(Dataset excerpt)
++++
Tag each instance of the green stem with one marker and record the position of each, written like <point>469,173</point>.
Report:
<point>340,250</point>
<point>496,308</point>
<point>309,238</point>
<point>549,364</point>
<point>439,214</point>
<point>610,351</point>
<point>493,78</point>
++++
#### Required task
Edit the rows above by changing "green stem" to "flower stem", keeping every other part the same.

#### The output
Tag each instance of the flower stem with one marker and record the position of each, written like <point>469,173</point>.
Report:
<point>340,250</point>
<point>496,308</point>
<point>309,238</point>
<point>549,364</point>
<point>439,214</point>
<point>610,351</point>
<point>493,78</point>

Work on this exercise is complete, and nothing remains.